Extract to read:
Obviously there's a reason in dropping the price of gpt-4o but not gpt-4t. Yes, the new tokenizer has improvements for non-English tokens, but that can't be the bulk of the reason why 4t is more expensive than 4o. Given the multi-model training set, how is 4o cheaper to train/run than 4t?

Or is this just a business decision, anyone with an app they're not immediately updating from 4t to 4o continues to pay a premium while they can offer a cheaper alternative for those asking for it (kind of like a coupon policy)?

cchance

2024-05-13
HOW ARE PEOPLE NOT MORE EXCITED, hes cutting off the AI mid sentence in these and its pausing to readjust in damn near realtime latency! WTF Thats a MAJOR step forward, what the hell is gpt5 going to look like.

That realtime translation would be amazing as an option in say Skype or Teams, set each individuals native language and handle automated translation, shit tie it into ElevenLabs to replicate your voice as well! Native translation in realtime with your own voice

kleiba

2024-05-13
I cannot believe that that overly excited giggle tone of voice you see in the demo videos made it through quality control?! I've only watched two videos so far and it's already annoying me to the point that I couldn't imagine using it regularly.

caseyy

2024-05-13
Few people are talking about it but... what do you think about the very over-the-top enthusiasm?

To me, it sounds like TikTok TTS, it's a bit uncomfortable to listen to. I've been working with TTS models and they can produce much more natural sounding language, so it is clearly a stylistic choice.

So what do you think?

fnordpiglet

2024-05-13
I’m a huge user of GPT4 and Opus in my work but I’m a huge user of GPT4-Turbo voice in my personal life. I use it on my commutes to learn all sorts of stuff. I’ve never understood the details of cameras and the relationship between shutter speed and aperture and iso in a modern dslr which given the aurora was important. We talked through and I got to an understanding in a way having read manuals and textbooks didn’t really help before. I’m a much better learner by being able to talk and hear and ask questions and get responses.

Extend this to quantum foam, to ergodic processes, to entropic force, to Darius and Xerces, to poets of the 19th century - it’s changed my life. Really glad to see an investment in stream lining this flow.

fekunde

2024-05-13
Just something I noticed in the Language tokenization section

When referring to itself, it uses the female word in Marathi नमस्कार, माझे नाव जीपीटी-4o आहे| मी एक नवीन प्रकारची भाषा मॉडेल आहे| तुम्हाला भेटून आनंद झाला!

and Male word in Hindi नमस्ते, मेरा नाम जीपीटी-4o है। मैं एक नए प्रकार का भाषा मॉडल हूँ। आपसे मिलकर अच्छा लगा!

What is being asked: Copy the GPT-4o thread from the words "Or is this just" through "to look like.", switching "coupon" to "discount". The rows that come next are separate material and have no connection to the GPT-4o thread.

Information supplied:
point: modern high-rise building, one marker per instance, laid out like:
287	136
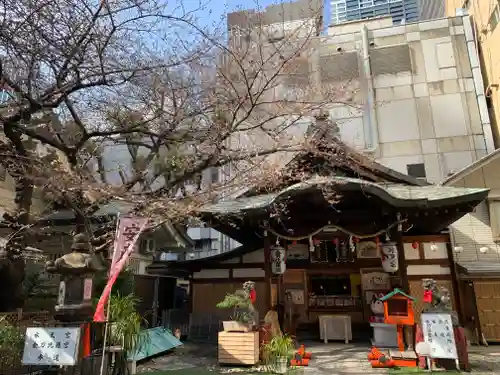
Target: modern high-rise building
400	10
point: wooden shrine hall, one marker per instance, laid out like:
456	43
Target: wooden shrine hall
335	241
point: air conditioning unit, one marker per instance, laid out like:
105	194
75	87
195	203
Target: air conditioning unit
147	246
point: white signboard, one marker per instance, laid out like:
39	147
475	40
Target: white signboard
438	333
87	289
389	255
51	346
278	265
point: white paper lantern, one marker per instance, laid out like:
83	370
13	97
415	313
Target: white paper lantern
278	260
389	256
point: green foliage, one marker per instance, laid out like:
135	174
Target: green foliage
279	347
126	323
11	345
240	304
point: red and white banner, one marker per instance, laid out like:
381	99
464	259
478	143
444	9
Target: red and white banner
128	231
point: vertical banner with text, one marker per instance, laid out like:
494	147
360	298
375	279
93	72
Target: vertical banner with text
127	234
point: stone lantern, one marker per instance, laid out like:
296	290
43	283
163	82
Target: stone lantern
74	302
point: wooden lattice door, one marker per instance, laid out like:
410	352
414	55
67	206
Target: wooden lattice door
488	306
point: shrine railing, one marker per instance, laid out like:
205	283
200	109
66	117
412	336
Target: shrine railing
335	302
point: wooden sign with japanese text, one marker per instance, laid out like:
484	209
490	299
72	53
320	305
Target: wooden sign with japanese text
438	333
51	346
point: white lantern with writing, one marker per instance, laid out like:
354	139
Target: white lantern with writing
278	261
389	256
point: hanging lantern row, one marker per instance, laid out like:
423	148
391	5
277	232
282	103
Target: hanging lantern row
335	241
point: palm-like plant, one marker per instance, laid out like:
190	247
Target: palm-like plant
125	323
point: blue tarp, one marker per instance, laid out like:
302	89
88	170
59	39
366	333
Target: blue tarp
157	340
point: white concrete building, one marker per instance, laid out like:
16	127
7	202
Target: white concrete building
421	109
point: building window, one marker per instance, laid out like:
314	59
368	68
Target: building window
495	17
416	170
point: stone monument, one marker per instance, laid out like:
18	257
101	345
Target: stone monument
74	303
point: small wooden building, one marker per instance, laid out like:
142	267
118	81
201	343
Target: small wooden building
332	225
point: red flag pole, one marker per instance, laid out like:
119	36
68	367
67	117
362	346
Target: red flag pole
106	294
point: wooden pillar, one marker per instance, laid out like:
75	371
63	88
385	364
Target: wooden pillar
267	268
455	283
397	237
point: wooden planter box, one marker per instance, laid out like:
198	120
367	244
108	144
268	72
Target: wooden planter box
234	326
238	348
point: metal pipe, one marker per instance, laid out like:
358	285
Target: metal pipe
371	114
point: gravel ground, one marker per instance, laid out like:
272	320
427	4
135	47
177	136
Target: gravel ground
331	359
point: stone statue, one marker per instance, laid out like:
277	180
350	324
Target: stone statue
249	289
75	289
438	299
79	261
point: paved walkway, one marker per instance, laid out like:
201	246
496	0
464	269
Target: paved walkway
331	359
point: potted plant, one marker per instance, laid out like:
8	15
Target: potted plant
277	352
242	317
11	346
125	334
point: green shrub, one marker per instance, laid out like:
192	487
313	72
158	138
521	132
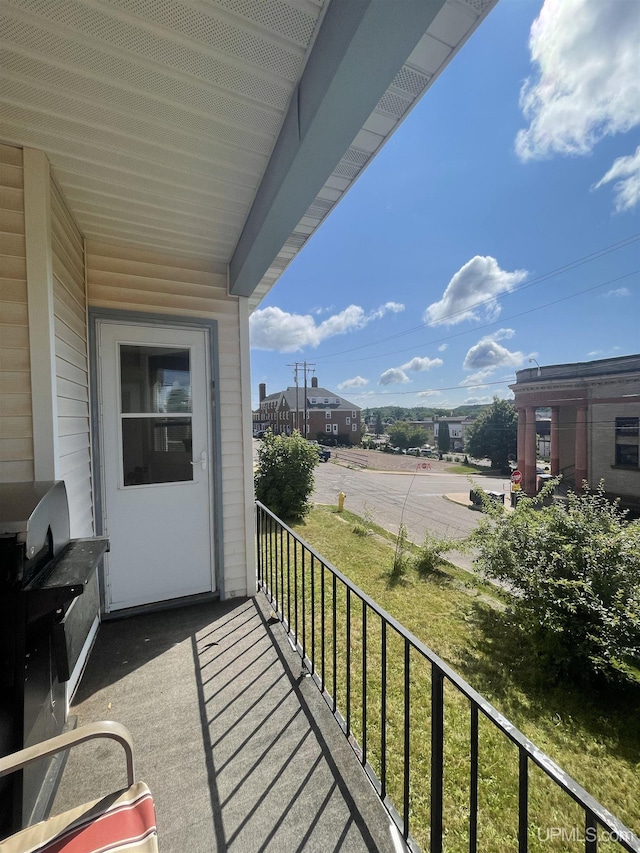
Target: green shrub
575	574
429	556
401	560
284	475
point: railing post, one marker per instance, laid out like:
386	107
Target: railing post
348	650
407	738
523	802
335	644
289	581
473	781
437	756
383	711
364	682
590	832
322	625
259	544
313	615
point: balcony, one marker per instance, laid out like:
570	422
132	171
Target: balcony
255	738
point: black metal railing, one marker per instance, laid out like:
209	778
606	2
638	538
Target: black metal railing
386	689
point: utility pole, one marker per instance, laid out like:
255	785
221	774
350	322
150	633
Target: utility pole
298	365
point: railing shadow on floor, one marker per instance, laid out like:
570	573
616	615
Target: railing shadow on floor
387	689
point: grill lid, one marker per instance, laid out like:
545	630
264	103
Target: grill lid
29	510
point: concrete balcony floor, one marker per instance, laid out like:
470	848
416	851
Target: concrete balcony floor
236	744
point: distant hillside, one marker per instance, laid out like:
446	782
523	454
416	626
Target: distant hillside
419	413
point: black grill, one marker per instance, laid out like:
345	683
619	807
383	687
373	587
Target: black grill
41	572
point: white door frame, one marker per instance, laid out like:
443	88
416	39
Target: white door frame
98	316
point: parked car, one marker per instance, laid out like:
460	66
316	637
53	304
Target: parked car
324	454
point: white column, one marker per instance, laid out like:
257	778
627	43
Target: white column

* * *

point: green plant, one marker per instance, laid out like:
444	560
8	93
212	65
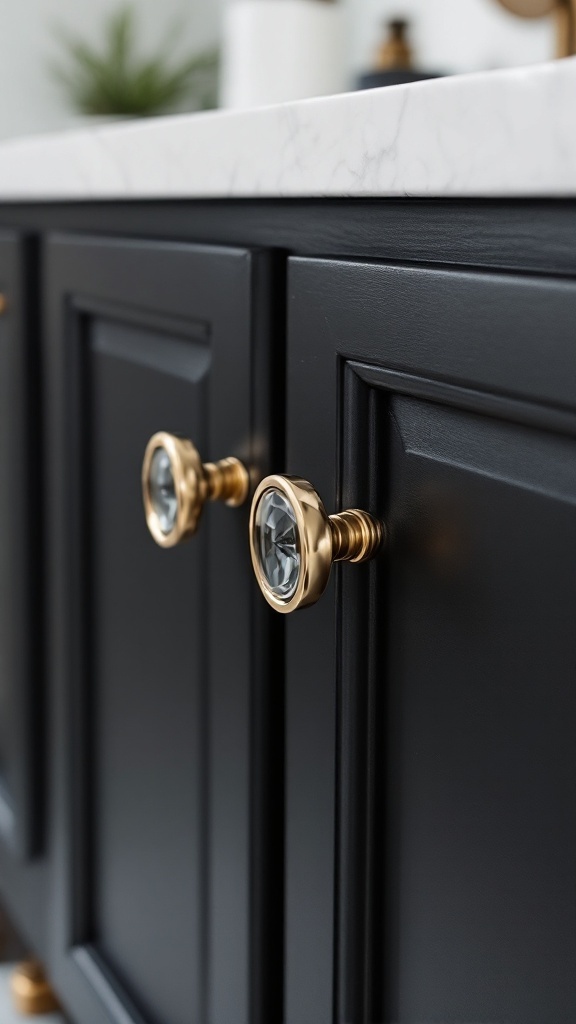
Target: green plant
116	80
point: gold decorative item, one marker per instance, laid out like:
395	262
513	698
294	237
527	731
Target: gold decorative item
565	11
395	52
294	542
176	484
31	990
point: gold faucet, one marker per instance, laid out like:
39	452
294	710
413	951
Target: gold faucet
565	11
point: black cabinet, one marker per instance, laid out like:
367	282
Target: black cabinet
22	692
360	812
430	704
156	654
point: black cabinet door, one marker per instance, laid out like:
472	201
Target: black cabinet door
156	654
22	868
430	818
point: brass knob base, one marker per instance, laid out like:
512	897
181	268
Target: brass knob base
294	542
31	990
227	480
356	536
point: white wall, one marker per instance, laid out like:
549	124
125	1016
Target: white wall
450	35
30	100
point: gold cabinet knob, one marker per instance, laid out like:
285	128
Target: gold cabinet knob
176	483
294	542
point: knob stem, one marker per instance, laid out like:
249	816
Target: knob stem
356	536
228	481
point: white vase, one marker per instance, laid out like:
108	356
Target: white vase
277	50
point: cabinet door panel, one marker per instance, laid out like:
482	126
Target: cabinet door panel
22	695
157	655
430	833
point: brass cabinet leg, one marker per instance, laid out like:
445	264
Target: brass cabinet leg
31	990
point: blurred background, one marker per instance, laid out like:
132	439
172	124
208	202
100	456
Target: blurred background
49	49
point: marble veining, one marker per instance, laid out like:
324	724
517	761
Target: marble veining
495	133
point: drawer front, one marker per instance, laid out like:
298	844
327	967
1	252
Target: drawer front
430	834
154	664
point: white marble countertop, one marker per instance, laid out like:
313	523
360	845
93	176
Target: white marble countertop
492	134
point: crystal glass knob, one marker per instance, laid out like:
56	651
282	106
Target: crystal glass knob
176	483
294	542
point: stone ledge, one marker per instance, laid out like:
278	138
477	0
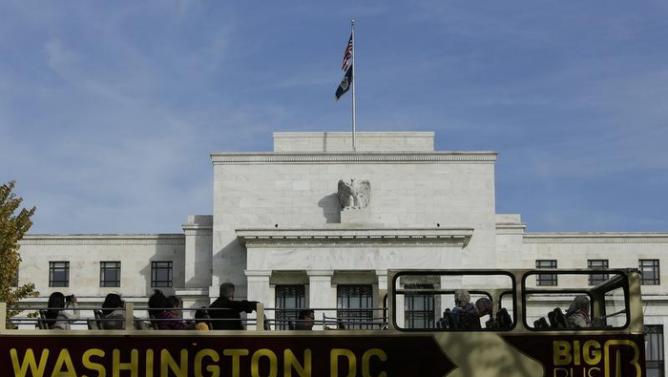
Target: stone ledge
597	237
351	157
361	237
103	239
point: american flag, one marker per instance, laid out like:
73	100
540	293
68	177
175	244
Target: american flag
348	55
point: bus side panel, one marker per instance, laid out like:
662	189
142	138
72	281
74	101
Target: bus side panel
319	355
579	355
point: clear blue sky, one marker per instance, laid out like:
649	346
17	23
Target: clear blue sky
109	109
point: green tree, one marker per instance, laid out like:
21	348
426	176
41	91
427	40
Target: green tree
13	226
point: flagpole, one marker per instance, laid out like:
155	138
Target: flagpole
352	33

Solution for this task:
Or is this just a business decision, anyone with an app they're not immediately updating from 4t to 4o continues to pay a premium while they can offer a cheaper alternative for those asking for it (kind of like a discount policy)?

cchance

2024-05-13
HOW ARE PEOPLE NOT MORE EXCITED, hes cutting off the AI mid sentence in these and its pausing to readjust in damn near realtime latency! WTF Thats a MAJOR step forward, what the hell is gpt5 going to look like.